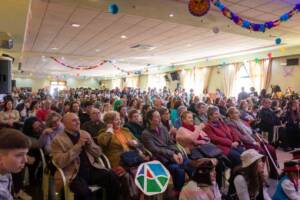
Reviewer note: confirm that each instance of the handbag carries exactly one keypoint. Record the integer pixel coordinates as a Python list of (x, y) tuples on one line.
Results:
[(131, 159), (209, 150)]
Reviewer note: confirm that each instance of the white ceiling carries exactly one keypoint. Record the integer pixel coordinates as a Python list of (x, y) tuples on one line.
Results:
[(178, 39)]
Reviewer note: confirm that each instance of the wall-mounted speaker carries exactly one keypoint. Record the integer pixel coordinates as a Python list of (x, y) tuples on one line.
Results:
[(175, 76)]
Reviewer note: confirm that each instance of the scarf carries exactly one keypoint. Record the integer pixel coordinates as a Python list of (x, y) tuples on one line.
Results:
[(188, 126), (122, 139), (166, 124)]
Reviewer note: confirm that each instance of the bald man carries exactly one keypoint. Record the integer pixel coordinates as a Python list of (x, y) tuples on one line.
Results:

Given exercise: Offset every coordinate in the answers by 80 and rewrite the rows above from the line with "Reviewer note: confirm that each instance of the white" up to and including the line with "[(175, 76)]", keeping the requests in those rows too.

Result for this exercise:
Reviewer note: confirm that each instance of the white ceiling carries exactly one keypoint. Record the integer pixel coordinates as a Python list of (x, y) tuples on one line.
Results:
[(258, 119)]
Reviewer note: confirm that each instance of the wall-mounted speaker carries exactly one keypoint. Record the integer pixel coordinates as a Python list of (x, y) tuples on one line.
Results:
[(255, 156)]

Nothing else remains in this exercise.